Without pictures, repeat exactly the lines from the one containing "TARGET = city building at night" through the end of the entries.
─── Data excerpts ───
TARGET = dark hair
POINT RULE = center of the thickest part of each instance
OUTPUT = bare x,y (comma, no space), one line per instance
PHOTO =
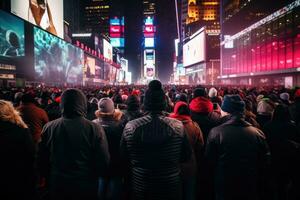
27,98
184,110
281,113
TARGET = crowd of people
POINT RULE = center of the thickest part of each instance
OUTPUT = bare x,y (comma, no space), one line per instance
150,142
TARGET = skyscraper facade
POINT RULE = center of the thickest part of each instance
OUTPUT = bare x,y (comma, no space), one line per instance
97,16
260,42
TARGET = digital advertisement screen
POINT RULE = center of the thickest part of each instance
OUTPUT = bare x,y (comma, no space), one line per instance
11,36
107,50
107,71
194,50
56,61
117,42
149,42
150,72
47,14
99,69
149,21
89,69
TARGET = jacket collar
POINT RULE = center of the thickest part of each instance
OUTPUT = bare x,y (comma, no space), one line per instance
236,120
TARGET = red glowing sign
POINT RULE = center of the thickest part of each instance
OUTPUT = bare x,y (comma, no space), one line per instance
115,29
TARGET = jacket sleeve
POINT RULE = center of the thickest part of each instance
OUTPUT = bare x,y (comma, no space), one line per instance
123,145
211,150
29,157
43,155
199,144
186,149
102,156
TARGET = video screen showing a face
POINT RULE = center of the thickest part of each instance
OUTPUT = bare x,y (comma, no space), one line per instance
11,36
56,61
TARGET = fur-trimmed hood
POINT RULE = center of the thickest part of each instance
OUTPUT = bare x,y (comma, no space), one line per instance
116,115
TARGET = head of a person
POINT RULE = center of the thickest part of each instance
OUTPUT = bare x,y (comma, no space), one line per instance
181,108
285,97
13,39
297,95
200,92
27,98
233,104
9,114
105,106
182,97
281,114
133,103
73,103
155,98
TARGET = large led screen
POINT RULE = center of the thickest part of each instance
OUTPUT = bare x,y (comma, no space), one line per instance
56,61
107,50
89,68
11,36
194,50
47,14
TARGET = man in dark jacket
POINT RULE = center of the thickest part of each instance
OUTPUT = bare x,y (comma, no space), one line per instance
202,112
112,121
33,116
153,146
73,152
236,152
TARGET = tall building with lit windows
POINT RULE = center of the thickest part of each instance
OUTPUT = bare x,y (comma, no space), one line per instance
260,43
149,7
97,16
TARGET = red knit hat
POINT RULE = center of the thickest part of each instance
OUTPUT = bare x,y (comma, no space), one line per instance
297,93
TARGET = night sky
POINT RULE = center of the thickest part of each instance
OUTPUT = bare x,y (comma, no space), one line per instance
166,33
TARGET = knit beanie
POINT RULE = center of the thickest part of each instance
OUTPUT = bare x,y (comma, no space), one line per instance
106,105
155,99
212,92
200,92
285,96
133,103
233,104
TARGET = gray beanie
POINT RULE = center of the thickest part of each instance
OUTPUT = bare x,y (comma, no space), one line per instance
106,105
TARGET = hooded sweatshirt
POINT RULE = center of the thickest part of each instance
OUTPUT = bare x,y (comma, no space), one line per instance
73,152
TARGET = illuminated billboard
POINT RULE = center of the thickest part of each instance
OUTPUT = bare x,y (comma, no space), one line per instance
117,42
116,32
56,61
149,21
89,69
194,50
44,13
11,36
149,42
149,65
107,50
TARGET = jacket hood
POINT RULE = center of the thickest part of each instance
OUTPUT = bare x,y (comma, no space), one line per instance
73,103
116,115
201,105
176,115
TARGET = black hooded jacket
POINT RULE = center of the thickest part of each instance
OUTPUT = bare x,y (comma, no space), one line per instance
73,152
237,154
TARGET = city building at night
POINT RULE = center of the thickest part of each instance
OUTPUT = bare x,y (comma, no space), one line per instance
148,68
97,16
266,52
199,14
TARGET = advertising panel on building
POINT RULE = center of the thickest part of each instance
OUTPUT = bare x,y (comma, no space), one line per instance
89,68
107,50
116,32
11,36
44,13
56,61
149,64
194,50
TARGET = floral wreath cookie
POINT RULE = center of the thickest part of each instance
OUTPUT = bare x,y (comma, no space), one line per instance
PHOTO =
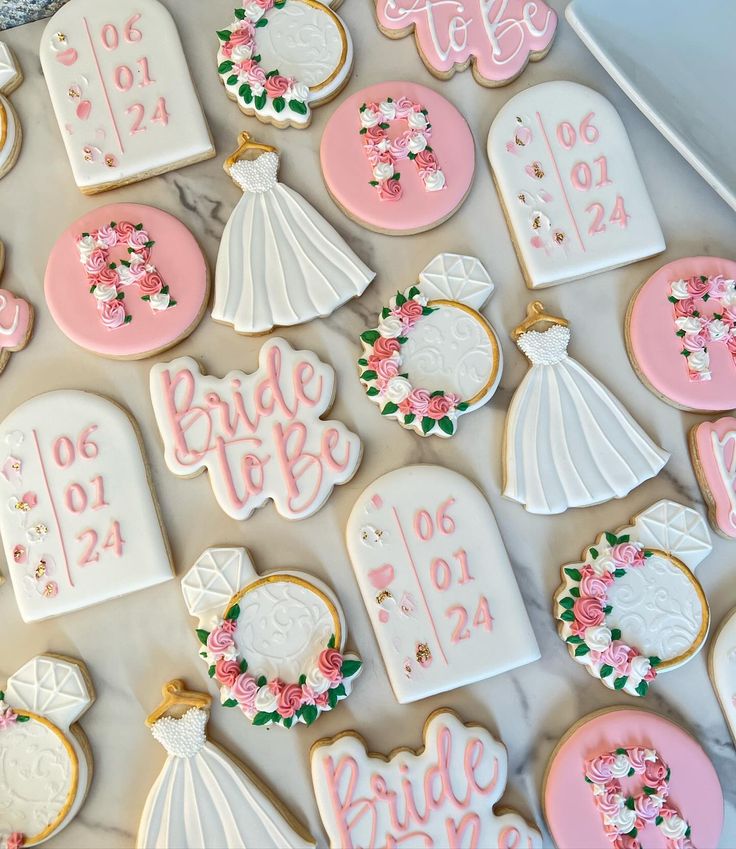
627,778
127,281
633,608
47,762
681,333
433,357
272,70
274,644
───
Completed exercise.
TARGET = city building at night
POINT RULE = center of the thickest part of each instance
OUTPUT = bare x,y (comma, no space), one line per instance
148,68
97,16
266,52
199,14
TARGET = advertising panel on building
POINT RULE = center of the thickest part of each instance
OUTPUT = bare x,y (comma, no space), one line per instance
89,68
107,50
116,32
11,36
44,13
56,61
149,64
194,50
TARGET = floral wreath cookie
POINT RULE = center of the thickest part of each instance
OUTPUT = bare x,y (comma, no space), one line per instance
PHOTO =
627,778
127,281
633,608
47,762
681,333
433,357
272,70
274,644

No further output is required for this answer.